= Fritz Kramp =

German film director

Fritz Kramp (1903 – 2 July 1961) was a German film director. He played a significant role in building the Egyptian film industry and directed early sound film productions for Studio Misr in the 1930s.

== Life and career ==
Kramp began his career in the film industry of the Weimar Republic and worked for UFA, among others. He was employed for several years by Lignose Breusing, a manufacturer of sound film technology. In 1933, he went to Paris, where he directed the Belgian–Dutch two-version production Jeunes Filles en liberté / Meisjes in Vrijheid. After the film was not a commercial success, Kramp returned to Berlin in 1935, where he married the Russian Julie Senokosnikow.

In 1935, Kramp was recruited by the newly founded Studio Misr under Talaat Harb in Cairo. Although originally intended to work as an editor and sound technician, he, together with sound engineer Mustafa Wali, who had trained in Berlin, took over the establishment of the sound film department. He directed the studio's first feature film, Wedad. The film was the largest Egyptian production of its time and also marked the acting debut of the famous singer Umm Kulthum. It was the first Egyptian film invited to the Venice Film Festival, had a theatrical release in the United States, and was reviewed in European newspapers.

According to Egyptian film historian Ahmed al-Hadari, Kramp was given the director's role because, when viewing the footage initially shot by Ahmed Badrakhan, he declared it uneditable and convinced the studio head to put him in charge. Badrakhan resigned in protest. Kramp presumably did not speak a word of Arabic and developed his own system of communication with the film crew.

•••••

**What the exercise asks**
Using the text on Fritz Kramp, decide whether each statement agrees with it, answering yes or no and quoting the words that decide it: (a) Kramp directed the first feature film made by Studio Misr. (b) Kramp went to Paris in 1935. (c) Studio Misr originally meant for Kramp to work as a director.

(Stored items)
•••••

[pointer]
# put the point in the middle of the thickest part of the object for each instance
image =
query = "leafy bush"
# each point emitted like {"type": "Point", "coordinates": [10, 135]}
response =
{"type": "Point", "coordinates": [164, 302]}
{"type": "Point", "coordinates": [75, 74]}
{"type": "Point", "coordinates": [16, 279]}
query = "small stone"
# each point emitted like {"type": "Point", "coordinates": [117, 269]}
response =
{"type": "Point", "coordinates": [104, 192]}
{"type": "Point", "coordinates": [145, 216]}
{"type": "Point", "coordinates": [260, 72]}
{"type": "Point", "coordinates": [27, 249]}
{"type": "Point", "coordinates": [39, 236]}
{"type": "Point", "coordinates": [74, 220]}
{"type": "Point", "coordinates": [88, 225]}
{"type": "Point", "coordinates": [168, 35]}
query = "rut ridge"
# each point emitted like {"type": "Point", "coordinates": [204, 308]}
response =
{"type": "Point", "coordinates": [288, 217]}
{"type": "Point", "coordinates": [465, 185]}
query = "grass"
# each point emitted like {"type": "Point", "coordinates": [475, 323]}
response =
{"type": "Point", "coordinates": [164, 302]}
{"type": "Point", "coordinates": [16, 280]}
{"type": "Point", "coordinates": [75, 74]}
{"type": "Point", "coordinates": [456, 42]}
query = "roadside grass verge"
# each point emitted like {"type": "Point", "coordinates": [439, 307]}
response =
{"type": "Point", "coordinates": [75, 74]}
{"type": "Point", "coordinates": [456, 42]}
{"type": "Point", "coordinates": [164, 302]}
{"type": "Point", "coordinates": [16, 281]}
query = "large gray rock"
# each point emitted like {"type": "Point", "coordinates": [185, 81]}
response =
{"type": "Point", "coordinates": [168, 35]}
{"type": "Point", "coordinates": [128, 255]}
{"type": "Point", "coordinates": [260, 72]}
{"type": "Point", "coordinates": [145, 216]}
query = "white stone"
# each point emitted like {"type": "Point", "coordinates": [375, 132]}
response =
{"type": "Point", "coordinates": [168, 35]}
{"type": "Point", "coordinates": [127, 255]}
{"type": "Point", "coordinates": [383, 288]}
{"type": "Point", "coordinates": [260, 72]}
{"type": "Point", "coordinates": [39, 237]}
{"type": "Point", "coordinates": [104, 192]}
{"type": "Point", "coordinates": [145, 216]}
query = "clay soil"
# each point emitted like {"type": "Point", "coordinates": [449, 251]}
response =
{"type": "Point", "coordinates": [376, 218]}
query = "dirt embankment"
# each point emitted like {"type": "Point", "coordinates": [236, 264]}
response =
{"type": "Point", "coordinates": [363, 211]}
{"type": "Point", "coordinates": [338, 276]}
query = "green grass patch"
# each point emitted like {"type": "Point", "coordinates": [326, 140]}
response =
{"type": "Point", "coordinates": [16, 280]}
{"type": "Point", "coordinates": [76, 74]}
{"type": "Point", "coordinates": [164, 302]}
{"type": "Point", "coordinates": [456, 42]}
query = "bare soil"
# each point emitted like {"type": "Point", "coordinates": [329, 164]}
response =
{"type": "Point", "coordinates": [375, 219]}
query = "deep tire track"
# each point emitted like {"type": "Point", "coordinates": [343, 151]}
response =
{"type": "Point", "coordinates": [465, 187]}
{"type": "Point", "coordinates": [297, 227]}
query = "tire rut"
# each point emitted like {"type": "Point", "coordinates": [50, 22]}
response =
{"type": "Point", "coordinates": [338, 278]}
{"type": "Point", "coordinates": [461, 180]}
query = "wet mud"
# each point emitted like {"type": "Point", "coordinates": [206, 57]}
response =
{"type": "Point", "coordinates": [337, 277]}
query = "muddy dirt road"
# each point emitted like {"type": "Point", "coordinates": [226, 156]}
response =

•••••

**Correct answer**
(a) Yes: "He directed the studio's first feature film, Wedad."
(b) No: "In 1933, he went to Paris"
(c) No: "originally intended to work as an editor and sound technician"